* _EXERCISE OBJECTIVE_
A faithful copy of the whole listing is the goal. Match it exactly.

________________________

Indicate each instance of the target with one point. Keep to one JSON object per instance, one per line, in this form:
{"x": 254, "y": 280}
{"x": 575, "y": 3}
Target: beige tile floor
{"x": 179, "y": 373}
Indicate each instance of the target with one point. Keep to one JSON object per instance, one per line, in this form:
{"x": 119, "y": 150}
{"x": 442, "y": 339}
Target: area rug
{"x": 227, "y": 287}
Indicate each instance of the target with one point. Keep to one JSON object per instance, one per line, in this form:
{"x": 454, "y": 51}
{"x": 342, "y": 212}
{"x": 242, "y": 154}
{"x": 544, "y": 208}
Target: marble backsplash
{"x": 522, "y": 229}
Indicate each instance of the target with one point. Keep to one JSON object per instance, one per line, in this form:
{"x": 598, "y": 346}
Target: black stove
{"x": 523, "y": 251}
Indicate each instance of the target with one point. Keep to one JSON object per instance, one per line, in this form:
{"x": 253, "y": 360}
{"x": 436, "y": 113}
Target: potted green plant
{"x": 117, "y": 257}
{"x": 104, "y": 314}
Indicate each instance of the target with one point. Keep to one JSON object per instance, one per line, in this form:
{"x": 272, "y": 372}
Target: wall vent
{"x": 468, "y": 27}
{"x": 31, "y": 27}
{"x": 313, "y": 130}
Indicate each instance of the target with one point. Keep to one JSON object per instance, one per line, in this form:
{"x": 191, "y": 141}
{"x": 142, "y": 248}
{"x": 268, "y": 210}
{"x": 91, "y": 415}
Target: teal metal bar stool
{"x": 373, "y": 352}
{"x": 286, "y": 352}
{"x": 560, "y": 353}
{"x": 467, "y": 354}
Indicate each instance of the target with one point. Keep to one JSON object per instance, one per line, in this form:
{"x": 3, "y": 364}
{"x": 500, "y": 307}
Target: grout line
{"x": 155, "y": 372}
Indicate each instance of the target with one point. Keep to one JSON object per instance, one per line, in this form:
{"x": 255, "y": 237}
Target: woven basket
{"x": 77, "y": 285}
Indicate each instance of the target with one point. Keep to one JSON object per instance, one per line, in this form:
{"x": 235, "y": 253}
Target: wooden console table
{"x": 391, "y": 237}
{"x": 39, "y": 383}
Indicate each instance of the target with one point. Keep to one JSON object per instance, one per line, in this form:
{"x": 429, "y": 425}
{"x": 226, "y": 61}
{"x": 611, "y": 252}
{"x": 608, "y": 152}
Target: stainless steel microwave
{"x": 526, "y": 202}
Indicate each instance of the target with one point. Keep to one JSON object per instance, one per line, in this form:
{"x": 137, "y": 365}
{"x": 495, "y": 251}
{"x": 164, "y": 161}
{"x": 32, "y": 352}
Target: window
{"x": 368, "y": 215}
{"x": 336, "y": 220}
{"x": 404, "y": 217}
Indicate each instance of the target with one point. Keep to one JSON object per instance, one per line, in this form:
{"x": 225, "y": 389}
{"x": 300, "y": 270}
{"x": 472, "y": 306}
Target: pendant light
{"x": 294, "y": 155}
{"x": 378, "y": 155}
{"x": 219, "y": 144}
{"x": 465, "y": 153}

________________________

* _RESULT FOR THIS EXERCISE_
Indicate each instance of the target with one point. Keep to one JSON object per instance, one per line, in this form:
{"x": 254, "y": 280}
{"x": 575, "y": 3}
Target: beige tile floor
{"x": 179, "y": 373}
Indicate each instance of the target with one point. Keep to one JSON object per instance, one per line, in this form:
{"x": 119, "y": 150}
{"x": 442, "y": 339}
Target: area rug
{"x": 227, "y": 287}
Indicate each instance of the target with one point. Keep to one JSON object per instance, one per line, in this form:
{"x": 454, "y": 51}
{"x": 342, "y": 212}
{"x": 242, "y": 154}
{"x": 544, "y": 208}
Target: marble backsplash
{"x": 522, "y": 229}
Indicate each instance of the target with one point. Keep to one JSON object per instance, one per line, in this form:
{"x": 598, "y": 346}
Target: black stove
{"x": 523, "y": 251}
Indicate each instance of the target with one point. Keep to one JSON object per instance, one per line, in this form:
{"x": 253, "y": 360}
{"x": 436, "y": 113}
Target: potted green plant
{"x": 117, "y": 257}
{"x": 104, "y": 314}
Indicate each instance of the target with one point. Keep to one JSON object per instance, one per line, in this form:
{"x": 272, "y": 372}
Target: wall vent
{"x": 468, "y": 27}
{"x": 31, "y": 27}
{"x": 313, "y": 130}
Indicate each instance of the target with one point. Keep to one JSON object per instance, one per line, in this form:
{"x": 191, "y": 141}
{"x": 142, "y": 248}
{"x": 268, "y": 210}
{"x": 91, "y": 415}
Target: teal metal bar stool
{"x": 373, "y": 352}
{"x": 286, "y": 352}
{"x": 560, "y": 353}
{"x": 467, "y": 354}
Indicate each instance of the target with one point. Keep to one JSON object per instance, one per line, in this form:
{"x": 3, "y": 364}
{"x": 500, "y": 307}
Target: grout line
{"x": 155, "y": 372}
Indicate each instance of the target with one point. Keep to one JSON object per instance, one per line, in this form:
{"x": 255, "y": 237}
Target: woven basket
{"x": 77, "y": 285}
Indicate each instance of the target with one point. Keep to one JSON object per instance, one per line, in this form:
{"x": 235, "y": 253}
Target: wooden console table
{"x": 391, "y": 237}
{"x": 39, "y": 383}
Indicate each instance of the target with one point. Keep to one JSON object per instance, one per line, in this form:
{"x": 429, "y": 425}
{"x": 226, "y": 61}
{"x": 611, "y": 252}
{"x": 608, "y": 152}
Target: stainless steel microwave
{"x": 526, "y": 202}
Indicate each instance of the target with one point. Keep to one JSON object per instance, one per line, in this form:
{"x": 137, "y": 365}
{"x": 495, "y": 251}
{"x": 164, "y": 161}
{"x": 32, "y": 352}
Target: window
{"x": 368, "y": 215}
{"x": 336, "y": 220}
{"x": 404, "y": 217}
Indicate each instance of the target with one point. Keep to one JSON object per instance, one per line, in this form:
{"x": 225, "y": 389}
{"x": 300, "y": 270}
{"x": 472, "y": 306}
Target: pendant light
{"x": 294, "y": 155}
{"x": 378, "y": 155}
{"x": 219, "y": 144}
{"x": 465, "y": 153}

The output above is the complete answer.